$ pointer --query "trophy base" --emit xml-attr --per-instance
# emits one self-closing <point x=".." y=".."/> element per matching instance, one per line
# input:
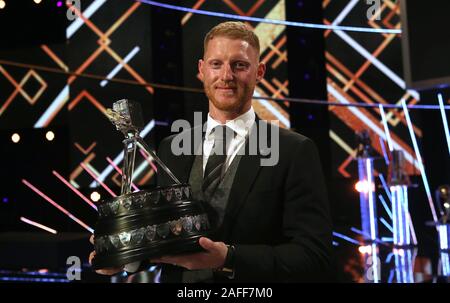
<point x="186" y="245"/>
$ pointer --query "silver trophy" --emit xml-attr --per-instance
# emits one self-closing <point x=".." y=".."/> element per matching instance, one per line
<point x="149" y="223"/>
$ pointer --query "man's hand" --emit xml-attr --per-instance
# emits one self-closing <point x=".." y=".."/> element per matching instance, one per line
<point x="213" y="258"/>
<point x="104" y="271"/>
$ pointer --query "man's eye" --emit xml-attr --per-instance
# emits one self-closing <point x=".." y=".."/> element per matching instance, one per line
<point x="241" y="65"/>
<point x="215" y="64"/>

◆ ◆ ◆ ◆

> **YOUR GOAL**
Within the entries above, find every line where the string "attr" occurs, and copy it.

> **WRITTEN ANSWER**
$ pointer --query "trophy base" --emit xml-attr --per-instance
$ pointer --query "silver trophy" --emit xml-attr --per-instance
$ pointer --query "man's hand" --emit xml-attr --per-instance
$ pointer --query "man's eye" --emit xml-attr --per-instance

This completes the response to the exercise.